Stated problem: Transcribe, exactly as they appear, only the lines from the one holding "Expected: one point per instance of the utility" through the end of the entries below.

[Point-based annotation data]
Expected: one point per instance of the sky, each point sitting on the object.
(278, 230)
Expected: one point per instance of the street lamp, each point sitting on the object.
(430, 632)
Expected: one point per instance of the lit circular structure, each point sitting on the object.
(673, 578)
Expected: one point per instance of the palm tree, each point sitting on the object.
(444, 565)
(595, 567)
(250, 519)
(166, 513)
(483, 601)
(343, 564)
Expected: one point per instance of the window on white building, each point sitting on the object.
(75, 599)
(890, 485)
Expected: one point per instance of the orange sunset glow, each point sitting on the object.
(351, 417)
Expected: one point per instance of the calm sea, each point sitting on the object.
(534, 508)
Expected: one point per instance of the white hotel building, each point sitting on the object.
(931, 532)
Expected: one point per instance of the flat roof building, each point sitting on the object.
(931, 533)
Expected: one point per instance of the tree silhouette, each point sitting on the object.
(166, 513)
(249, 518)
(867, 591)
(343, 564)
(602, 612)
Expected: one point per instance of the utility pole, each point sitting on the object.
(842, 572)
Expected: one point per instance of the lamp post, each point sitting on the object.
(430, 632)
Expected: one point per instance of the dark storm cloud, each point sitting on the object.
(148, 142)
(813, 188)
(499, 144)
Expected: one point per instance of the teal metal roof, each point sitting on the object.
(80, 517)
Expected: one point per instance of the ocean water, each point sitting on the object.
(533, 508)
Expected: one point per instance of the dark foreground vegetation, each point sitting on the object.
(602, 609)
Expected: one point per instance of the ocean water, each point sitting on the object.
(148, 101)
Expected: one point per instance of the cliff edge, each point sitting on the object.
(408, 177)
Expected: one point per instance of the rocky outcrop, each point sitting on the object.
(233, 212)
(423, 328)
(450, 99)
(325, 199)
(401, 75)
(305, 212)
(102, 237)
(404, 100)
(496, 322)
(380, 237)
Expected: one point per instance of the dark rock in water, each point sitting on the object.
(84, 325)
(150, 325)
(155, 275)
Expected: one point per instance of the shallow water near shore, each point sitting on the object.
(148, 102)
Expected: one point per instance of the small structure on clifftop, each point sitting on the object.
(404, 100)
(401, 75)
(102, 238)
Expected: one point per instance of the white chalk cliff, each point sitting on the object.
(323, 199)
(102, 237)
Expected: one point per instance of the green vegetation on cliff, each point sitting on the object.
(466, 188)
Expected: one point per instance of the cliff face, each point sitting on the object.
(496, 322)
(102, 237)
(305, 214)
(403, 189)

Response:
Expected: one point per instance of the utility pole, each point sitting on the object.
(842, 572)
Expected: one point per instance of the lamp post, each point sitting on the object.
(430, 632)
Expected: one point per instance of the dark storm cloud, each point sitting on the object.
(148, 142)
(813, 188)
(499, 144)
Expected: one point per instance of the teal metal roof, each point sitting on the object.
(80, 517)
Expected: one point per instance of the ocean water, each point sitting on the object.
(533, 508)
Expected: one point per instance of the dark foreground vegetation, each point sitting on the object.
(602, 609)
Expected: one point per instance of the ocean water, each point sitting on the object.
(148, 101)
Expected: one point per instance of the cliff edge, each point sitting on the object.
(408, 177)
Expected: one point per instance of the rocky outcrop, each point sitting on the object.
(233, 212)
(423, 328)
(450, 99)
(325, 199)
(401, 75)
(305, 212)
(102, 237)
(404, 100)
(496, 322)
(380, 237)
Expected: one point per instance of the dark rock in water, each point sitting on the object.
(84, 325)
(150, 325)
(155, 275)
Expected: one point per instance of the shallow water near shore, each point sitting on the object.
(148, 102)
Expected: one point per instance of the small structure on clifftop, each point sitting on the object.
(404, 100)
(401, 75)
(102, 238)
Expected: one point per instance of the white chalk cliff, each point sitting on the object.
(323, 199)
(102, 237)
Expected: one point per instance of the green vegetation on cliff, each point sitting on the object.
(466, 188)
Expected: one point per instance of the cliff face, each point sitting on the object.
(496, 322)
(102, 237)
(305, 214)
(403, 189)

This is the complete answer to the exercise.